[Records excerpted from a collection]
· · ·

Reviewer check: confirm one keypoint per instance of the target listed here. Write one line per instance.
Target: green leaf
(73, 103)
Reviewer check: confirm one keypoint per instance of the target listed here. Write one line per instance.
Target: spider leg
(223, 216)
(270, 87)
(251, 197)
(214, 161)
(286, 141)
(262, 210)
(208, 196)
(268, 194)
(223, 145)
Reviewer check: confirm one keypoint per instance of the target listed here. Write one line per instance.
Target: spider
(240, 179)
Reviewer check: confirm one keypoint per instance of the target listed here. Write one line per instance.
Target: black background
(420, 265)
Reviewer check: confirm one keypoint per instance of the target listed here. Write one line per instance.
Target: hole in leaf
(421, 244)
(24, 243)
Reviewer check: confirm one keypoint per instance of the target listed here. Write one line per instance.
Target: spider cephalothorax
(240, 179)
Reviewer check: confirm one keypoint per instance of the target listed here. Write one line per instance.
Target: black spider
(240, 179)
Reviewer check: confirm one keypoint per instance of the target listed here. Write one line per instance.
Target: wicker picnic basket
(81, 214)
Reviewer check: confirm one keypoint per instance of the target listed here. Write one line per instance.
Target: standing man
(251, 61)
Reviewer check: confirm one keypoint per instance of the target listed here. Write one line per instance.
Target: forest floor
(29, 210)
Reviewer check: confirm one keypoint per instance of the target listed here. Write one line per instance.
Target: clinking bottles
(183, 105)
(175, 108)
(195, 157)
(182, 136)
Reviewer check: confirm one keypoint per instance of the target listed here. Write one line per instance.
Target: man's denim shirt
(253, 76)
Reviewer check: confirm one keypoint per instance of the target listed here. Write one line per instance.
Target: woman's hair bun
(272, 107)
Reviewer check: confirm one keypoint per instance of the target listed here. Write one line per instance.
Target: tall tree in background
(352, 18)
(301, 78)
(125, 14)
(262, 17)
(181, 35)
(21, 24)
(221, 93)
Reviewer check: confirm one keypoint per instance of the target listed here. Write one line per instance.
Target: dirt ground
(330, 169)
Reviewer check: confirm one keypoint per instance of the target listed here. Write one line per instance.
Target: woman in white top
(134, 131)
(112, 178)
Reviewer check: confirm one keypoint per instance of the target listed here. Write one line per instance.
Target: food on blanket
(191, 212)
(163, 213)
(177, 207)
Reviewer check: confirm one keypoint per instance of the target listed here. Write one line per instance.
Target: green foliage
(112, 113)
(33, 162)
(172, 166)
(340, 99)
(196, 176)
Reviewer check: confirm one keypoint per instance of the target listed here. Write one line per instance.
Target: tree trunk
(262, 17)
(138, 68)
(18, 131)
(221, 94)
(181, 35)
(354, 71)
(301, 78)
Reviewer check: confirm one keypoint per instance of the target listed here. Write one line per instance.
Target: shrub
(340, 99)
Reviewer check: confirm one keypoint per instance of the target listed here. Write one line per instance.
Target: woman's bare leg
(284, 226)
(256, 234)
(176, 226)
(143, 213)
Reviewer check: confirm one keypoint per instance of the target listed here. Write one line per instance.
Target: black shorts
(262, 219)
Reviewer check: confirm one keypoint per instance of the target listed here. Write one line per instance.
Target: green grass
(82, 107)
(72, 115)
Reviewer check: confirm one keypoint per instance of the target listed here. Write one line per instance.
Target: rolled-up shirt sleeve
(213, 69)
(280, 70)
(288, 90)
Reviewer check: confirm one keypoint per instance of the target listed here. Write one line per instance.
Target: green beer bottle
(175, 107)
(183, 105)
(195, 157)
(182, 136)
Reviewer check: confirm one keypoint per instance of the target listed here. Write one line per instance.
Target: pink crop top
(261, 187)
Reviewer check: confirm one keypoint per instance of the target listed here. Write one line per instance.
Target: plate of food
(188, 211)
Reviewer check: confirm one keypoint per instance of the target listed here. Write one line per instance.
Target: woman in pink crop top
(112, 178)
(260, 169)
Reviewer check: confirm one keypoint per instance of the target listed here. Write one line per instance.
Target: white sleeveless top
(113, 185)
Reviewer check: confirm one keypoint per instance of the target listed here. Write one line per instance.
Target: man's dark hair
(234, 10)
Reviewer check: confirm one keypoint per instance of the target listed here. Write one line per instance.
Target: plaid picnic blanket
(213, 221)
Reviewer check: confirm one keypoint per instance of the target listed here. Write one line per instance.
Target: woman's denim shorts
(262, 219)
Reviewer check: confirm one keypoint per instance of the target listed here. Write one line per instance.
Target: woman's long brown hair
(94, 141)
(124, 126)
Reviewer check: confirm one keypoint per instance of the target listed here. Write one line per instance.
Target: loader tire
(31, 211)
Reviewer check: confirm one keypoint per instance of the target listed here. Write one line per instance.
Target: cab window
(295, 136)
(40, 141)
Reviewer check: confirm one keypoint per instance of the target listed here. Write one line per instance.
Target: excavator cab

· · ·

### DIRECTIONS
Extract all of the data exactly as written.

### REPLY TO THE EXERCISE
Reviewer check: confirm one keypoint per instance of the target listed here. Write one line per instance.
Target: green leaf
(73, 103)
Reviewer check: confirm one keypoint per instance of the target listed here. Write one line per instance.
Target: spider leg
(223, 216)
(270, 87)
(251, 197)
(214, 161)
(286, 141)
(262, 210)
(208, 196)
(268, 194)
(223, 145)
Reviewer check: confirm one keypoint per instance of the target listed here. Write one line per instance.
Target: spider
(240, 179)
Reviewer check: confirm one keypoint per instance of the target listed here. Write one line per instance.
Target: black background
(420, 265)
Reviewer check: confirm one keypoint per instance of the target listed here. Write one line per instance.
Target: hole in leaf
(421, 244)
(24, 243)
Reviewer check: confirm one keypoint per instance of the target listed here. Write one line per instance.
Target: spider cephalothorax
(240, 179)
Reviewer check: confirm one keypoint per instance of the target listed here. Write one line per instance.
Target: black spider
(240, 179)
Reviewer check: confirm one keypoint per instance of the target listed here. Write one line per instance.
Target: wicker picnic basket
(81, 214)
Reviewer check: confirm one keypoint per instance of the target listed here. Write one line per instance.
Target: standing man
(251, 61)
Reviewer check: confirm one keypoint per instance of the target listed here. Write one line per instance.
Target: forest floor
(29, 210)
Reviewer check: confirm one keypoint per instance of the target listed here. Write one line per instance.
Target: clinking bottles
(183, 105)
(175, 108)
(195, 157)
(182, 136)
Reviewer check: confirm one keypoint per instance of the target listed here. Write one line per instance.
Target: man's denim shirt
(253, 76)
Reviewer check: confirm one keypoint per instance of the target listed here. Write one line per instance.
Target: woman's hair bun
(272, 107)
Reviewer check: confirm one keypoint per instance of the target listed here. Write one line per instance.
Target: tall tree in background
(352, 18)
(301, 78)
(125, 14)
(262, 17)
(181, 35)
(21, 24)
(221, 93)
Reviewer check: confirm one keypoint per instance of the target listed here. Write one line per instance.
Target: dirt ground
(330, 169)
Reviewer check: confirm one keypoint per instance of the target listed here. Write one line per instance.
Target: woman in white top
(134, 131)
(112, 178)
Reviewer check: confirm one keypoint per instance of the target listed here. Write one line per instance.
Target: food on blanket
(191, 212)
(163, 213)
(177, 207)
Reviewer check: confirm one keypoint per instance of the target listed here. Write one line per instance.
Target: green foliage
(112, 113)
(33, 162)
(172, 166)
(340, 99)
(196, 176)
Reviewer check: confirm one keypoint per instance of the target listed here. Write one line per instance.
Target: tree trunk
(262, 17)
(138, 68)
(18, 131)
(221, 94)
(181, 35)
(354, 71)
(301, 78)
Reviewer check: confirm one keypoint per instance of the target listed here. Write one line per instance.
Target: shrub
(340, 99)
Reviewer check: confirm one keypoint per instance of the target listed here. Write one line per instance.
Target: woman's bare leg
(284, 226)
(256, 234)
(176, 226)
(143, 213)
Reviewer check: confirm one keypoint per instance of the target listed here. Write one line per instance.
Target: black shorts
(262, 219)
Reviewer check: confirm one keypoint per instance of the target listed here. Write one line per instance.
Target: green grass
(82, 107)
(72, 115)
Reviewer check: confirm one keypoint per instance of the target listed here. Write one line per instance.
Target: rolled-up shirt sleeve
(213, 69)
(280, 70)
(288, 90)
Reviewer check: confirm one keypoint per instance of the target listed here. Write one line per instance.
Target: green beer bottle
(175, 107)
(183, 105)
(195, 157)
(182, 136)
Reviewer check: confirm one keypoint per instance of the target listed here. Write one line per instance.
Target: pink crop top
(261, 187)
Reviewer check: confirm one keypoint per instance of the target listed here. Write one line per instance.
Target: plate of food
(188, 211)
Reviewer check: confirm one keypoint per instance of the target listed here. Write one line per instance.
Target: woman in pink crop top
(112, 178)
(260, 169)
Reviewer check: confirm one keypoint per instance of the target listed here. Write one line per instance.
Target: white sleeveless top
(113, 185)
Reviewer check: confirm one keypoint per instance of the target listed here. Write one line per instance.
Target: man's dark hair
(234, 10)
Reviewer check: confirm one keypoint per instance of the target listed here. Write one line per instance.
Target: plaid picnic blanket
(213, 221)
Reviewer check: confirm one keypoint per instance of the target listed here. Write one line per instance.
Target: woman's denim shorts
(262, 219)
Reviewer check: confirm one keypoint per instance of the target listed here. Write one line per instance.
Target: woman's long brown hair
(94, 141)
(124, 126)
Reviewer check: confirm one keypoint per instance of the target listed here. Write one line per instance.
Target: loader tire
(31, 211)
Reviewer check: confirm one keypoint per instance of the target listed here. Write one line per instance.
Target: cab window
(295, 136)
(40, 141)
Reviewer check: confirm one keypoint per instance of the target listed here. Write one line per instance.
Target: excavator cab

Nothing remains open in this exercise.